▸ QUESTIONS ON THE MATERIAL
#1 Summarize the hen health question and answer in two sentences.
#2 Proceed with the hen health question and answer from where it stops.

▸ DOCUMENT SEGMENT
Chicken hen health
by Sydney
(Oregon City, Or)
Question
Chicken hen health: I have a 3 year old hen, she eats good. The problem is she all of sudden got fat in her lower body, hard for her to move.
She does move to eat and to go out side, just hard for her. Tail is downward, eyes are clear, she’s alert.
Others the same age and kind are not as she is. Just looks very over weight. I feed her egg pellets and some food scraps, I do keep their water clean and there pen clean, there is also a hen and roster with no signs. thank you for your time. Sydney
AnswerSydney, thanks for writing. Sorry this is happening to your hen. It sounds like she may have developed “egg peritonitis”. This is not a contagious disease.
I’m actually dealing with this for the first time in a Golden Comet hen I bought last year. She just started developing symptoms.
Her belly is fat swollen, she waddles like a duck, is alert, eating well, but having trouble getting in and out of the coop.
I don’t believe she is laying. Her droppings look normal. She is a very sweet hen, was someone’s pet, and now this…
Someone wrote in recently and mentioned the problem and fortunately I’d never had to deal with it, until now.
From my studies there is nothing to be
done about it without spending a lot at the vet, and even then, there is no guarantee it won’t happen again. My hen is probably 2 years old.
I bought her with a small flock last summer. This is a production breed, designed for a short productive life. Often production bred hens have a good 2-3 year life.

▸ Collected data
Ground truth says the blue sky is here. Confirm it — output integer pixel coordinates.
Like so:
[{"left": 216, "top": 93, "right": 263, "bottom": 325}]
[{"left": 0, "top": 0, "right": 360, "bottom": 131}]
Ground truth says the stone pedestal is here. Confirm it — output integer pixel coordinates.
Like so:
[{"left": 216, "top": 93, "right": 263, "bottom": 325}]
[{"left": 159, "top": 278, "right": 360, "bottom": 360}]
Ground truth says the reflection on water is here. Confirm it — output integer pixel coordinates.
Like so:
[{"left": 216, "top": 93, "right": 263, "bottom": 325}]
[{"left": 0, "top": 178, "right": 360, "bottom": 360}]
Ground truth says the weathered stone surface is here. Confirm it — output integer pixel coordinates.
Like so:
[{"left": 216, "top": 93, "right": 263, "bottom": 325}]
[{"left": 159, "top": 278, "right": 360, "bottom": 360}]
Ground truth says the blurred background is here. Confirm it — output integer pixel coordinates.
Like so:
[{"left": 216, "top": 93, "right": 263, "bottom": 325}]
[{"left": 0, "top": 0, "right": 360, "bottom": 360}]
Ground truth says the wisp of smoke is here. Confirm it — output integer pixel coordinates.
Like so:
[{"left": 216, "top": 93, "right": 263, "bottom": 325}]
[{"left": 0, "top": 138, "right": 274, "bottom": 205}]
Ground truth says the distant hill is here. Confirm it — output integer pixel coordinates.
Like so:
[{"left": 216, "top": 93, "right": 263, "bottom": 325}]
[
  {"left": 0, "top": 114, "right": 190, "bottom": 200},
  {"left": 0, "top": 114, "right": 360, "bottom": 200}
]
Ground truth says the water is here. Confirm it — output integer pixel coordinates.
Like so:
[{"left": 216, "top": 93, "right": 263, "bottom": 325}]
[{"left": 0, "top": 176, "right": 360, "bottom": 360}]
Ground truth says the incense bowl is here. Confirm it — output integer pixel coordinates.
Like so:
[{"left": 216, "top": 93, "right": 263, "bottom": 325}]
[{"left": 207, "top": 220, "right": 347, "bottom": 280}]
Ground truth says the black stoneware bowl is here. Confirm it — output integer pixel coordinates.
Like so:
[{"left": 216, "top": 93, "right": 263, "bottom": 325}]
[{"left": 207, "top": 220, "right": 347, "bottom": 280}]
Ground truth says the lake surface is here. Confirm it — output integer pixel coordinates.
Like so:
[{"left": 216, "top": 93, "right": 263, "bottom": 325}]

▸ EXERCISE RESPONSES
#1 A three-year-old hen has suddenly grown fat in her lower body and moves with difficulty, though she still eats well, has clear eyes, and is alert. The reply suggests she may have egg peritonitis, which is not contagious, and describes a Golden Comet hen with similar symptoms, noting that little can be done without spending a lot at the vet and that even then recurrence is possible.

#2
After that, it’s a steady decline of health, in one way or another.
What happens with this disease is that an egg yolk escapes into the abdomen, rather than traveling through the oviduct.
Since it doesn’t belong there, the chicken’s body recognizes it as foreign material and attacks this “infection” sending fluids to isolate, attack and heal.
The fluids build, there is infection, and that is why you see the swelling. Veterinary treatment would probably include antibiotics and require draining the fluids (which may just return).
Sadly, for my hen and yours, this is life threatening. From my research, the kindest thing to do is put them down. (For my hen, I’m just waiting for her to let me know.)
If you want to treat her you will need a good avian vet; hopefully one that will be honest, not giving false hopes and charging a lot for something that won’t help in the long run.
I hope this helps, though not good news.